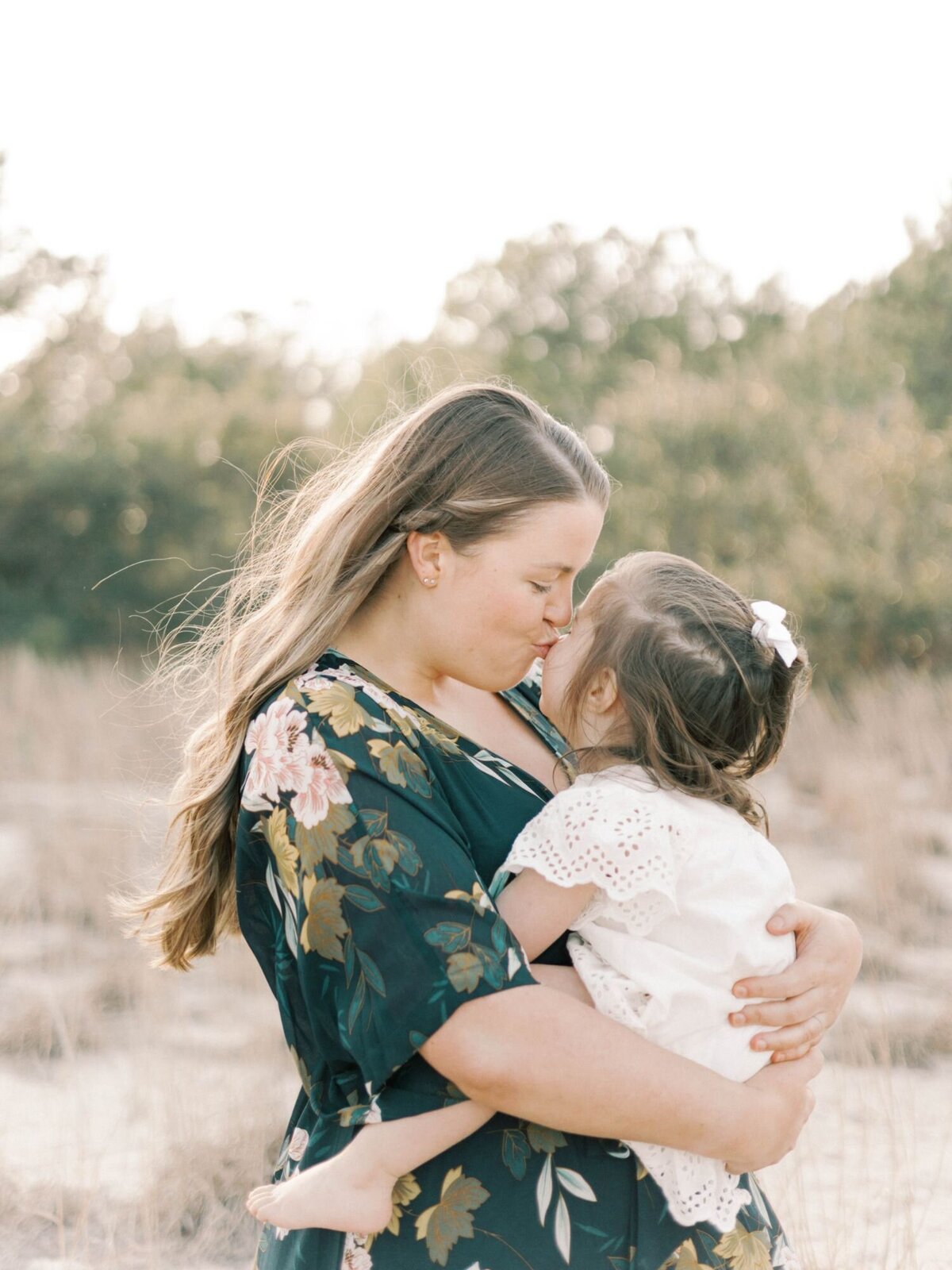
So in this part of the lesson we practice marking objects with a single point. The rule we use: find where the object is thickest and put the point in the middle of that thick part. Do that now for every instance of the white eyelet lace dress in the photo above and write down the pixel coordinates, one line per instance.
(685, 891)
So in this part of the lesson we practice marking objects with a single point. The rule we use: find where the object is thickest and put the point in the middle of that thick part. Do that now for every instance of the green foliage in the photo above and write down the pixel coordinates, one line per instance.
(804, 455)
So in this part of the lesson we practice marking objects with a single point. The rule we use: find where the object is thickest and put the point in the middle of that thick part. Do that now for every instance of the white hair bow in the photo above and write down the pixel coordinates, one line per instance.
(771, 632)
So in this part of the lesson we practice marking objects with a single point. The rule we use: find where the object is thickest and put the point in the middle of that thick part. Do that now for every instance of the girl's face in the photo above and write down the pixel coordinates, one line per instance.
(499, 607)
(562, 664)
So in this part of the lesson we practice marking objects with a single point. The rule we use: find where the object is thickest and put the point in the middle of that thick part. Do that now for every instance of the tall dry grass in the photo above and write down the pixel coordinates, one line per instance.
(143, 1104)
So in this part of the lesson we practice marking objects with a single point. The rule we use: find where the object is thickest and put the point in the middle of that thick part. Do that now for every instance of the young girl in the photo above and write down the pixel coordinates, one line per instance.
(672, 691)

__TASK GOAL__.
Print exactly and only the lines that start at the line with "the white hair" and run through the end of the listing above.

__SOLUTION TO THIS PROBLEM__.
So in this part of the lesson we practice marking objects with a single point. The rule we use: find where the object is thickest and put the point in the middle of that thick part. Do that now for every instance of the white hair bow in the photo above and write down the pixel coordinates, one line per instance.
(771, 632)
So in this part of the lesson we practice marking objects with a single point. The rule we use: find where the object is thickest and put the point in the middle of that thick part. Do that now for every instance of the girl's face in the photo above and write down the pixel coordinates, one line per instance.
(499, 607)
(562, 664)
So in this part of the lesson we practice marking objects with a single point. The rule we use: find where the object is thickest and put the point in the middle of that thick part. Do that now for every instance of the tall dry grass in the photo above and write down the pixel coordinates, one line per instance.
(143, 1104)
So in this part of the lesson we practice marking objects with a single point. The rule we use: find where the object is thickest and put the point in the middle of that thick part. Do that now for every instance of the young girl in the photo above and write down the pixel coordinates, one line per instance.
(672, 691)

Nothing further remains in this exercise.